• _WRITTEN EXERCISE_
Output every line of the data exactly as it appears.

• _ENTRIES SUPPLIED_
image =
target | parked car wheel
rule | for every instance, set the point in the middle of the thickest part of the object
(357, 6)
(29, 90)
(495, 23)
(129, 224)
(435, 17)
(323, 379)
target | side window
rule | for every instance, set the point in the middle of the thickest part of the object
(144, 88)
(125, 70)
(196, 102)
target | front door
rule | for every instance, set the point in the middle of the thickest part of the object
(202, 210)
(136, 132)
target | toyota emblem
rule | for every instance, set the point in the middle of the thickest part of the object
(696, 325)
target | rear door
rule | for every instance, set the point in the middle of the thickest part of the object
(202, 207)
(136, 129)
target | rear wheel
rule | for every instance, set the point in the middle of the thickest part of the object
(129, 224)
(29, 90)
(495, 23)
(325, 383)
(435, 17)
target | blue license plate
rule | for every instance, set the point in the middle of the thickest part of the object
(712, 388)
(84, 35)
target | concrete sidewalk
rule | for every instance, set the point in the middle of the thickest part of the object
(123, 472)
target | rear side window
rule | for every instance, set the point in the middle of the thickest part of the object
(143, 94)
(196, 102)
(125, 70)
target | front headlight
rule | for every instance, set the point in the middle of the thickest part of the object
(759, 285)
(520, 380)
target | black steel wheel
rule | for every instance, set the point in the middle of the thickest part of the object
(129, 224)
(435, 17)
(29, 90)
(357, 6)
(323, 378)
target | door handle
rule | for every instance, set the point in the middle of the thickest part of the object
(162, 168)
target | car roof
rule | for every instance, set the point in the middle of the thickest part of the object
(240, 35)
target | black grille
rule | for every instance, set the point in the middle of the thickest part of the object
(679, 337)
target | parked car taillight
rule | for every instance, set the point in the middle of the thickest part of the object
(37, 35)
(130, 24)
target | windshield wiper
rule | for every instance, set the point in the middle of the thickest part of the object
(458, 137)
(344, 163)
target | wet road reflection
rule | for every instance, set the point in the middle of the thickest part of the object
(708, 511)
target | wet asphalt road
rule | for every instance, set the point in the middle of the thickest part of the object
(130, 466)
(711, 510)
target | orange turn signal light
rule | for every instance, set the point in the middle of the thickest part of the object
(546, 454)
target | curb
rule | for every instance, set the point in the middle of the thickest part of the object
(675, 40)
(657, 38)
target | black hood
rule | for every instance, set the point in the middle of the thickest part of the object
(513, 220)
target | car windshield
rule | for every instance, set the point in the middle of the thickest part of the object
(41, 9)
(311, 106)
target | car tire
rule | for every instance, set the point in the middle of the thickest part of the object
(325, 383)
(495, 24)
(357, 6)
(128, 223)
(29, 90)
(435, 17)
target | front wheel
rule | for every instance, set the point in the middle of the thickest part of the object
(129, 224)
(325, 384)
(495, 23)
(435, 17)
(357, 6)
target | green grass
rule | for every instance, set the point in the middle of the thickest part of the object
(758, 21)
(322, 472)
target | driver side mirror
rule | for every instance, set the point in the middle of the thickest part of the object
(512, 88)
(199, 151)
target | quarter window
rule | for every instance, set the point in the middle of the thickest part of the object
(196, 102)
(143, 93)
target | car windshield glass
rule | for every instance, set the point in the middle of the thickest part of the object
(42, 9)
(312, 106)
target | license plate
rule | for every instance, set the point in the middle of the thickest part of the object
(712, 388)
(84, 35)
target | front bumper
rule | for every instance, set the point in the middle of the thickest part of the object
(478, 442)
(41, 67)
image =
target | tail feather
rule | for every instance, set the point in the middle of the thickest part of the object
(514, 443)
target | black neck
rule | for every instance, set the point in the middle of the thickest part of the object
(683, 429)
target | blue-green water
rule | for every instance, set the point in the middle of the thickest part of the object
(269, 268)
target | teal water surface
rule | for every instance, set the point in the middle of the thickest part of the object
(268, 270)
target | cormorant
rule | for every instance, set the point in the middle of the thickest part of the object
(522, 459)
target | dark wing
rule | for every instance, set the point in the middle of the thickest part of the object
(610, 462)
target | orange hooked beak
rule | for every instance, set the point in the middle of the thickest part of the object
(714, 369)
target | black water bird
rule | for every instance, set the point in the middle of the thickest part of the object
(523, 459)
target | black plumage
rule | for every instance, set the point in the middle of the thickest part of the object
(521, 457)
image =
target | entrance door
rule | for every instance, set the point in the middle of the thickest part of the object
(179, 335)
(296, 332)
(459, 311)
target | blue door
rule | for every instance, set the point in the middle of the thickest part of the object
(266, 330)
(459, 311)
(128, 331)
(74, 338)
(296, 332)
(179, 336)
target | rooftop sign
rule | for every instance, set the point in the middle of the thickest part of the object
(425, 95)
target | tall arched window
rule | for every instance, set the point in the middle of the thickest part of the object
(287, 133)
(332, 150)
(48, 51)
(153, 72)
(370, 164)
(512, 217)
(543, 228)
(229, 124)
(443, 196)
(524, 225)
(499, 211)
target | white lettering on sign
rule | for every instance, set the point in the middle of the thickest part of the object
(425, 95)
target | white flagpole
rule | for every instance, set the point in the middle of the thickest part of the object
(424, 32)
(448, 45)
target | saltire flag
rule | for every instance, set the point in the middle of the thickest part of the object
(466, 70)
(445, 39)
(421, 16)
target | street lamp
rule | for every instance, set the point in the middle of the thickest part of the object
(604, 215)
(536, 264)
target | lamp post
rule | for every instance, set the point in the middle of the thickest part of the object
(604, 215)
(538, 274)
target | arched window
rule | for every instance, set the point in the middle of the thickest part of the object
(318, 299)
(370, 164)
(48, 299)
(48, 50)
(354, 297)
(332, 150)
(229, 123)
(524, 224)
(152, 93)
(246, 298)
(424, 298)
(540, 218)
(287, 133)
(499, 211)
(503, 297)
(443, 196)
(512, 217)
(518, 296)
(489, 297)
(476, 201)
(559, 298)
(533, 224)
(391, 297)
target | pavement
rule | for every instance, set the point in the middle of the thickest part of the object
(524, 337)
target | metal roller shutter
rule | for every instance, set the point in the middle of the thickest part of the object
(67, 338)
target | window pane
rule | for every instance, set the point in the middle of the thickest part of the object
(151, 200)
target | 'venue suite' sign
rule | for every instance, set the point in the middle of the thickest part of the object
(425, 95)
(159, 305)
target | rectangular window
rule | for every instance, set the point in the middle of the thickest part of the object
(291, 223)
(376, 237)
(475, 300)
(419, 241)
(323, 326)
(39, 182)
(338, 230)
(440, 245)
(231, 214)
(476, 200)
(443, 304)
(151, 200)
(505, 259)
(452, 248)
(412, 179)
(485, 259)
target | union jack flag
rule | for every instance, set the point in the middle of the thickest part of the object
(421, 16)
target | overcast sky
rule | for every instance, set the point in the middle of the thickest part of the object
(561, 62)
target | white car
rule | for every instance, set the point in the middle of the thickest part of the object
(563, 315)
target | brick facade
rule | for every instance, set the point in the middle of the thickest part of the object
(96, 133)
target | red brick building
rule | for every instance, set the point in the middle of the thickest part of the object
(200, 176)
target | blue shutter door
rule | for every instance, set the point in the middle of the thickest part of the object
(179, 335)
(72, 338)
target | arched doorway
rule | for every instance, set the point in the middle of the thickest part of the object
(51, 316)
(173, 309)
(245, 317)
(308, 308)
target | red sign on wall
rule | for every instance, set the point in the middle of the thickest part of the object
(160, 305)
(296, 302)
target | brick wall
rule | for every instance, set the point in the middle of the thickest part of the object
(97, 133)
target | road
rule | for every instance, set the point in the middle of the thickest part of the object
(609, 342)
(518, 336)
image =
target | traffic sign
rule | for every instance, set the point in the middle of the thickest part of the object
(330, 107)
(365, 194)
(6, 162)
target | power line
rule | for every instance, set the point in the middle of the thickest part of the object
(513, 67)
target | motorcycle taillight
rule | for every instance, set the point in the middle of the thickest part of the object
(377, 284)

• _EXPECTED ANSWER_
image =
target | parked car wheel
rule | for every instance, set the point in the middle of the thickest part of the object
(357, 6)
(29, 90)
(495, 23)
(129, 224)
(435, 17)
(323, 379)
target | side window
rule | for every instance, set the point in the middle of the thickest part of the object
(144, 88)
(125, 70)
(196, 102)
target | front door
rule | for every instance, set the point in the middle of the thickest part of the object
(202, 210)
(136, 132)
target | toyota emblem
rule | for every instance, set the point in the middle of the thickest part of the object
(696, 325)
target | rear door
rule | for every instance, set the point in the middle of the thickest part of the object
(202, 207)
(136, 129)
target | rear wheel
rule | for every instance, set the point in the middle of the thickest part of the object
(129, 224)
(29, 90)
(495, 23)
(325, 383)
(435, 17)
target | blue license plate
rule | for every instance, set the point in the middle of the thickest part of the object
(712, 388)
(84, 35)
target | concrete sidewalk
rule | for every instance, set the point in the middle of the thickest part of the object
(123, 472)
target | rear side window
rule | for every instance, set the point in the middle of the thickest part of the object
(143, 94)
(196, 102)
(125, 70)
target | front headlight
rule | for every instance, set the point in the middle of the thickest part of the object
(759, 285)
(520, 380)
target | black steel wheel
rule | for every instance, set the point in the middle of the thickest part of the object
(129, 224)
(435, 17)
(29, 90)
(357, 6)
(323, 378)
target | door handle
rule | for every instance, set the point in the middle of the thickest part of the object
(162, 168)
target | car roof
rule | for every instance, set the point in the middle of the thickest part of the object
(240, 35)
target | black grille
rule | for every instance, set the point in the middle of the thickest part of the object
(679, 337)
target | parked car taillight
rule | for every instance, set the point in the middle of the thickest part of the object
(37, 35)
(130, 24)
target | windshield wiper
rule | for every instance, set the point in the middle of the thickest part of the object
(458, 137)
(344, 163)
target | wet road reflection
rule | for every instance, set the point in the middle of the thickest part of the object
(708, 511)
target | wet asphalt road
rule | for every instance, set the point in the middle of the thickest part of the object
(130, 466)
(711, 510)
target | orange turn signal light
rule | for every instance, set the point in the middle of the thickest part of the object
(546, 454)
target | curb
rule | for every instance, set the point in the middle of the thickest part of the object
(675, 40)
(657, 38)
target | black hood
rule | for every instance, set the point in the middle of the thickest part of the object
(513, 220)
target | car windshield
rule | for every instance, set the point in the middle of the thickest part of the object
(41, 9)
(311, 106)
target | car tire
rule | for every instance, set the point in the middle of the thickest part of the object
(325, 383)
(495, 24)
(357, 6)
(128, 223)
(29, 90)
(435, 17)
target | front wheel
rule | for every instance, set the point in the middle of the thickest part of the object
(129, 224)
(325, 384)
(495, 23)
(435, 17)
(357, 6)
target | green grass
rule | for every instance, set the point in the middle of the thickest part of the object
(758, 21)
(322, 472)
target | driver side mirror
rule | for every instance, set the point in the middle of the thickest part of the object
(512, 88)
(199, 151)
target | quarter window
rule | for every instance, set the point in the middle of the thickest part of the object
(196, 102)
(143, 93)
target | car windshield glass
rule | for every instance, set the point in the middle of the thickest part of the object
(42, 9)
(312, 106)
target | license plate
rule | for every instance, set the point in the middle of the thickest part of the object
(712, 388)
(84, 35)
target | front bumper
rule | for every instance, set the point in the middle of the thickest part of the object
(478, 442)
(41, 67)
image =
target | tail feather
rule | for every instance, set the point in the middle of the thickest part of the object
(514, 443)
target | black neck
rule | for every instance, set the point in the middle of the thickest part of the object
(683, 429)
target | blue-green water
rule | for every instance, set the point in the middle of the thickest part of the object
(269, 268)
target | teal water surface
rule | for every instance, set the point in the middle of the thickest part of the object
(268, 270)
target | cormorant
rule | for every instance, set the point in the middle of the thickest part of the object
(522, 459)
target | dark wing
rule | for every instance, set the point in the middle of the thickest part of the object
(610, 462)
target | orange hooked beak
rule | for every instance, set the point in the middle of the thickest part of the object
(714, 369)
target | black water bird
rule | for every instance, set the point in the middle of the thickest part of the object
(523, 459)
target | black plumage
rule | for every instance, set the point in the middle of the thickest part of the object
(521, 457)
image =
target | entrance door
rule | for every instance, set the point in the middle of the thickest part of the object
(179, 335)
(296, 332)
(459, 311)
target | blue door
rule | for every instance, set the point in the middle of the thickest part of the object
(266, 330)
(459, 311)
(128, 331)
(74, 338)
(296, 332)
(179, 336)
target | rooftop sign
rule | for every instance, set the point in the middle of the thickest part of the object
(425, 95)
target | tall arched window
rule | for every instance, set the point in the middle of the thickest part of the object
(287, 133)
(332, 150)
(48, 51)
(153, 72)
(370, 164)
(512, 217)
(543, 228)
(229, 124)
(443, 196)
(524, 225)
(499, 211)
target | white lettering on sign
rule | for every instance, set the point in the middle of the thickest part of the object
(425, 95)
target | white flagpole
rule | for every instance, set the point in the middle of the thickest part of the object
(424, 32)
(448, 45)
target | saltire flag
rule | for every instance, set the point in the middle of the thickest part of the object
(466, 70)
(445, 39)
(421, 16)
target | street lamp
rule | for every instance, set the point in the middle of the thickest part of the object
(604, 215)
(536, 264)
target | lamp post
rule | for every instance, set the point in the middle of the thickest part of the object
(604, 215)
(538, 274)
target | arched window
rule | for every instance, set the point in the middle of the thickest part of the object
(318, 299)
(370, 164)
(48, 299)
(48, 50)
(354, 297)
(332, 150)
(229, 123)
(524, 224)
(152, 93)
(246, 298)
(424, 298)
(540, 218)
(287, 133)
(499, 211)
(503, 297)
(443, 196)
(512, 217)
(518, 296)
(489, 297)
(476, 201)
(559, 298)
(533, 224)
(391, 297)
target | pavement
rule | for every instance, set the point in the middle of the thickest part of the object
(524, 337)
target | metal roller shutter
rule | for every instance, set the point in the middle of the thickest part of the object
(67, 338)
target | window pane
rule | for every instance, set the point in the middle of the thickest part of the object
(151, 200)
target | 'venue suite' sign
rule | for every instance, set the point in the middle of the thickest part of the object
(425, 95)
(159, 305)
target | rectangular window
rule | for every instance, set the point in the middle of the thickest part of the object
(291, 223)
(376, 237)
(475, 300)
(419, 241)
(323, 326)
(39, 182)
(338, 230)
(440, 245)
(231, 214)
(476, 200)
(443, 304)
(151, 200)
(505, 259)
(452, 248)
(412, 179)
(485, 259)
target | union jack flag
rule | for every instance, set the point in the middle of the thickest part of the object
(421, 16)
target | overcast sky
rule | for every instance, set the point in the middle of the thickest part of the object
(561, 62)
target | white car
rule | for every instance, set the point in the middle of the thickest part of the object
(563, 315)
target | brick facade
rule | for every instance, set the point in the middle of the thickest part of the object
(96, 133)
target | red brick building
rule | for every instance, set the point in the middle of the thickest part of the object
(200, 176)
target | blue shutter door
rule | for every instance, set the point in the middle of the thickest part of the object
(179, 335)
(72, 338)
target | arched doorway
rule | for every instance, set the point in the middle of the thickest part of the object
(51, 316)
(173, 309)
(245, 317)
(308, 308)
target | red sign on wall
rule | for every instance, set the point in the middle of the thickest part of the object
(160, 305)
(296, 302)
target | brick wall
rule | for every instance, set the point in the middle of the thickest part of the object
(97, 133)
target | road
rule | for every instance, set the point in the middle of the thickest part of the object
(609, 342)
(518, 336)
image =
target | traffic sign
rule | for every instance, set the point in the middle of the thickest part of the object
(330, 107)
(365, 194)
(6, 162)
target | power line
rule | for every instance, set the point in the middle of the thickest part of the object
(513, 67)
target | motorcycle taillight
rule | for every instance, set the point in the middle of the thickest part of the object
(377, 284)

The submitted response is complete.